(Task brief): Locate every line in the records below that contains the string "chart" and copy each one in full. Match case exactly.

start

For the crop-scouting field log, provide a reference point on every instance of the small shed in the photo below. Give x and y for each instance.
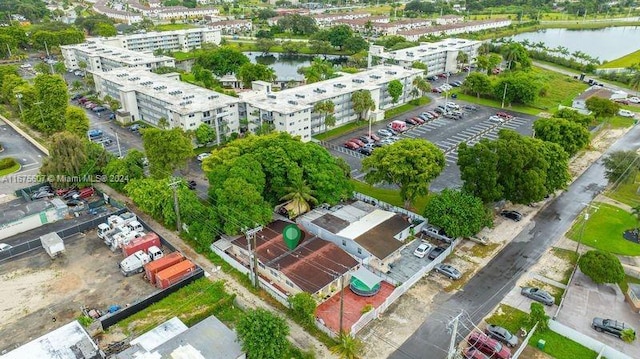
(364, 283)
(52, 244)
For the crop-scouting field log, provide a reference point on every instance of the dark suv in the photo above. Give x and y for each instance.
(609, 326)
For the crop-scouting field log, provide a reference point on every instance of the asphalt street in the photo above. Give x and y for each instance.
(489, 286)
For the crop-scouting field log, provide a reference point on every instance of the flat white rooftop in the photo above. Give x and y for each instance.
(426, 48)
(183, 97)
(129, 57)
(303, 97)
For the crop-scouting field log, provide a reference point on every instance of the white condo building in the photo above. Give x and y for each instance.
(439, 57)
(100, 57)
(148, 97)
(291, 110)
(179, 40)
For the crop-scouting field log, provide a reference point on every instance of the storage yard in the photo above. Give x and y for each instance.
(39, 294)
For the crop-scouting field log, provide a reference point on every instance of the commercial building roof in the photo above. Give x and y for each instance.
(183, 97)
(70, 341)
(304, 97)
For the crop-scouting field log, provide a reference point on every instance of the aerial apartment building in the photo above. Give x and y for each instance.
(291, 110)
(440, 57)
(148, 97)
(179, 40)
(100, 57)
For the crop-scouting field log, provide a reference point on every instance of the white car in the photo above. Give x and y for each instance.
(422, 250)
(626, 113)
(202, 156)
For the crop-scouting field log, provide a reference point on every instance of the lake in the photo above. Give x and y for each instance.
(605, 44)
(286, 66)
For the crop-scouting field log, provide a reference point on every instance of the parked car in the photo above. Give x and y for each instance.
(512, 215)
(351, 145)
(610, 326)
(539, 295)
(449, 271)
(502, 335)
(436, 252)
(422, 250)
(488, 346)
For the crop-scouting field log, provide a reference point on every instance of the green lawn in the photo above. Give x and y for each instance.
(406, 107)
(624, 61)
(391, 196)
(191, 304)
(627, 192)
(557, 346)
(604, 229)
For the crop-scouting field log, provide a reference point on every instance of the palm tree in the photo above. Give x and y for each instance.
(347, 347)
(299, 196)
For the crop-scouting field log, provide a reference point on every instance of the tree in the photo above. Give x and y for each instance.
(410, 164)
(478, 83)
(621, 165)
(76, 121)
(459, 213)
(570, 135)
(395, 90)
(255, 72)
(538, 315)
(362, 103)
(339, 34)
(602, 107)
(300, 196)
(347, 347)
(162, 163)
(601, 267)
(303, 308)
(205, 134)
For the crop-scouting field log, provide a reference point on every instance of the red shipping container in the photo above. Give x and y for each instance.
(161, 264)
(141, 244)
(174, 274)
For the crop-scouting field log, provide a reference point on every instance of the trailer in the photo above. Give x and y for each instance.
(151, 269)
(174, 274)
(141, 244)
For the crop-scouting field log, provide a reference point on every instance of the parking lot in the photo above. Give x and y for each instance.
(585, 300)
(445, 133)
(39, 294)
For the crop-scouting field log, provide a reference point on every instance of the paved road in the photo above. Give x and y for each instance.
(489, 286)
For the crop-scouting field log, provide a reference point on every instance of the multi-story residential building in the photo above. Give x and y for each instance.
(291, 110)
(440, 57)
(148, 97)
(179, 40)
(453, 29)
(100, 57)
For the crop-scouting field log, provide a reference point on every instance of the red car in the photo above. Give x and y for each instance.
(488, 346)
(473, 353)
(351, 145)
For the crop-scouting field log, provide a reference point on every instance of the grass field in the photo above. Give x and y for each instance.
(624, 61)
(191, 304)
(391, 196)
(556, 345)
(627, 192)
(604, 230)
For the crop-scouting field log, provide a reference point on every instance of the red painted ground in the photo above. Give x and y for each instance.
(329, 311)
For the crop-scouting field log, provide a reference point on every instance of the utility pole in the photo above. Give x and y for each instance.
(176, 206)
(451, 354)
(250, 234)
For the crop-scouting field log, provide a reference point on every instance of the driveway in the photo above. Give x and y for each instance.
(585, 300)
(29, 157)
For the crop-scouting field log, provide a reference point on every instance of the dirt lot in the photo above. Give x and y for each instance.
(38, 294)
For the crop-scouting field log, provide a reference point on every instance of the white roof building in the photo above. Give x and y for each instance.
(148, 97)
(101, 57)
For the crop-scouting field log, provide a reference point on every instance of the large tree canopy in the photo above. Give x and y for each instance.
(411, 164)
(268, 167)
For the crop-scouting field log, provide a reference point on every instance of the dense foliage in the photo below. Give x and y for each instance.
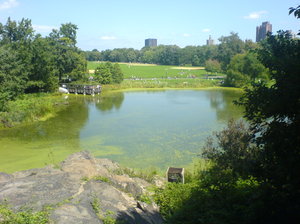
(244, 69)
(255, 173)
(174, 55)
(31, 63)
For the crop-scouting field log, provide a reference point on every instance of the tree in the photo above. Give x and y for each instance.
(229, 46)
(243, 69)
(212, 66)
(69, 60)
(108, 73)
(117, 74)
(274, 113)
(13, 76)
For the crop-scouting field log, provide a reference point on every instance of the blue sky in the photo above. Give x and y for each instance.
(108, 24)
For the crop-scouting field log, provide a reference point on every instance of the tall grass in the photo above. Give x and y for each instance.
(155, 71)
(165, 83)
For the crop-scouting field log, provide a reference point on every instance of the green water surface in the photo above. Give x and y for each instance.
(137, 129)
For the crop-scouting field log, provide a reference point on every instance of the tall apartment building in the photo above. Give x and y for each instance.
(261, 31)
(151, 43)
(209, 41)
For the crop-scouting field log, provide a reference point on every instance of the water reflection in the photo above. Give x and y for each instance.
(110, 101)
(137, 129)
(222, 102)
(41, 143)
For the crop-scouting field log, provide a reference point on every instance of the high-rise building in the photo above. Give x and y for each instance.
(261, 31)
(151, 42)
(210, 41)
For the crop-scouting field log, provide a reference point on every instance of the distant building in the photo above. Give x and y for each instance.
(291, 33)
(210, 41)
(263, 30)
(151, 43)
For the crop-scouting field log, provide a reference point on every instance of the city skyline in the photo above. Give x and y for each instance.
(126, 24)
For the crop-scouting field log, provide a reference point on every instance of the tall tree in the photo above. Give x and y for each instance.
(243, 69)
(229, 46)
(274, 113)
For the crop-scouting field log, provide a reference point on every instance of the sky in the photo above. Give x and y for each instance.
(109, 24)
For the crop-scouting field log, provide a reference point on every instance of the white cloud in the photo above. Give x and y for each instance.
(186, 35)
(43, 28)
(8, 4)
(108, 38)
(206, 30)
(255, 15)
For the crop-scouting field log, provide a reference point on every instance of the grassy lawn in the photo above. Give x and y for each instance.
(163, 83)
(155, 71)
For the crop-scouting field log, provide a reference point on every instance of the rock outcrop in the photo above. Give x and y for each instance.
(83, 190)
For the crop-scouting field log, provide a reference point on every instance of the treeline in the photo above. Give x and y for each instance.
(232, 56)
(30, 63)
(253, 169)
(174, 55)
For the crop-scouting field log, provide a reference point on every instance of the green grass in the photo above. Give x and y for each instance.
(31, 107)
(7, 216)
(165, 83)
(155, 71)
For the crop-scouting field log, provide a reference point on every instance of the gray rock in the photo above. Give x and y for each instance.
(75, 200)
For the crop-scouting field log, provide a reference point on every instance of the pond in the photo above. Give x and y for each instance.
(139, 129)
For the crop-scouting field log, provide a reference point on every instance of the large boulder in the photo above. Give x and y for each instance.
(84, 190)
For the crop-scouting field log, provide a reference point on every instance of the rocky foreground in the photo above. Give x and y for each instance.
(83, 190)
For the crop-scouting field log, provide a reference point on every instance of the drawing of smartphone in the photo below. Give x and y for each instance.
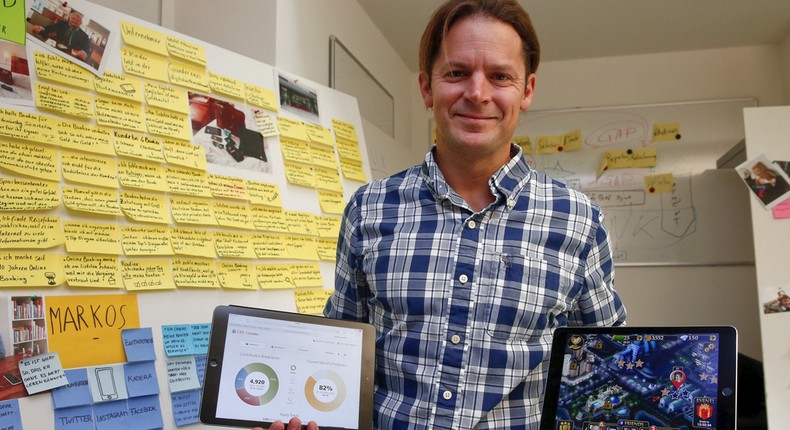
(106, 383)
(13, 379)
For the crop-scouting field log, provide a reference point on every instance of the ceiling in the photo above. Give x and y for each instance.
(575, 29)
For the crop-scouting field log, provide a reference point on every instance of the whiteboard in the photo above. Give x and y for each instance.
(705, 219)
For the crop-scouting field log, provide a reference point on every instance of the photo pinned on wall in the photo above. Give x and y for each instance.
(62, 29)
(15, 85)
(766, 179)
(775, 299)
(299, 99)
(228, 134)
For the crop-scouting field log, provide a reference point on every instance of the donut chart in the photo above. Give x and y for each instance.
(325, 390)
(256, 384)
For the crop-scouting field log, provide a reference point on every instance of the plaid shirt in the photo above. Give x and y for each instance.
(464, 303)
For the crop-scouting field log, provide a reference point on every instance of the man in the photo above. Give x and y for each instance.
(69, 34)
(467, 263)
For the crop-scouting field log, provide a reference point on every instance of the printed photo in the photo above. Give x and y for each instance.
(228, 133)
(766, 179)
(65, 31)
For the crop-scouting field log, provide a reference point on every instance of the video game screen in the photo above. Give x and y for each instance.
(639, 382)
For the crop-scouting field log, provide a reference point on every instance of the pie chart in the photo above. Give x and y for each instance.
(256, 384)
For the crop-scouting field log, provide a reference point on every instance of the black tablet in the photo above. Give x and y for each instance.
(265, 365)
(641, 378)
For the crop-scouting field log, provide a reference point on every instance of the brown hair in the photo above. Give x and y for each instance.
(452, 11)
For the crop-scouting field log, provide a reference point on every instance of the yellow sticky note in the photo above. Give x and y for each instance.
(187, 182)
(327, 249)
(663, 183)
(32, 160)
(295, 150)
(328, 226)
(262, 193)
(318, 134)
(292, 128)
(259, 96)
(142, 207)
(188, 75)
(92, 238)
(236, 276)
(269, 219)
(19, 195)
(138, 240)
(142, 175)
(185, 50)
(331, 202)
(328, 179)
(233, 245)
(92, 200)
(344, 130)
(144, 64)
(307, 275)
(274, 276)
(92, 271)
(118, 113)
(666, 131)
(301, 248)
(30, 231)
(300, 222)
(28, 126)
(323, 157)
(232, 215)
(193, 211)
(311, 301)
(89, 169)
(143, 38)
(524, 142)
(298, 174)
(102, 336)
(85, 137)
(166, 97)
(197, 243)
(168, 124)
(228, 187)
(225, 85)
(184, 154)
(64, 101)
(147, 275)
(353, 170)
(348, 150)
(269, 246)
(194, 273)
(55, 69)
(31, 269)
(138, 146)
(119, 85)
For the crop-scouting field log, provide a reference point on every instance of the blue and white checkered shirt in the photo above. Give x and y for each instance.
(465, 303)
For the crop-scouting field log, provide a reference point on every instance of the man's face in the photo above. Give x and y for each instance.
(478, 87)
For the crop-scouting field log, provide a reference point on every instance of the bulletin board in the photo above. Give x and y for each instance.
(140, 188)
(652, 169)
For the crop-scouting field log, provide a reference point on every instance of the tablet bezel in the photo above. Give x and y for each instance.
(216, 351)
(728, 366)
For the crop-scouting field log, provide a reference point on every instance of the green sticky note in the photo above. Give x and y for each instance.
(12, 20)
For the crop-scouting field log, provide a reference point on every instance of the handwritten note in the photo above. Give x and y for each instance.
(92, 271)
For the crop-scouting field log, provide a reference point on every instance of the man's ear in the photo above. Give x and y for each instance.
(425, 90)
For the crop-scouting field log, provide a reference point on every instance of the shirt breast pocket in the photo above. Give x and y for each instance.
(526, 297)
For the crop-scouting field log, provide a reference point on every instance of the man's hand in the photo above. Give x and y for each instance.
(293, 424)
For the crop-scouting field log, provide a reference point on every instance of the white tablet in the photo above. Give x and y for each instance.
(265, 365)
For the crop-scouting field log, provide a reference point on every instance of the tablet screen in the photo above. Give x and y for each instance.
(642, 380)
(277, 366)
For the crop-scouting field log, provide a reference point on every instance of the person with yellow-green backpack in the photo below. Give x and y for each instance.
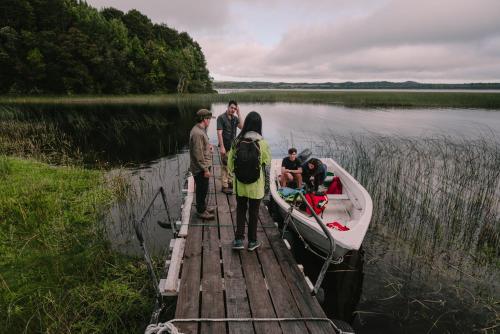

end

(Solution to this problem):
For the crop-scouting field log, provide a reference point on every instance of the donut chart in the photo above. Give x and y for each instance.
For the crop-scouting field log, provide a reference point on every instance of the pie chart in the photo above. Give x and y for each instance.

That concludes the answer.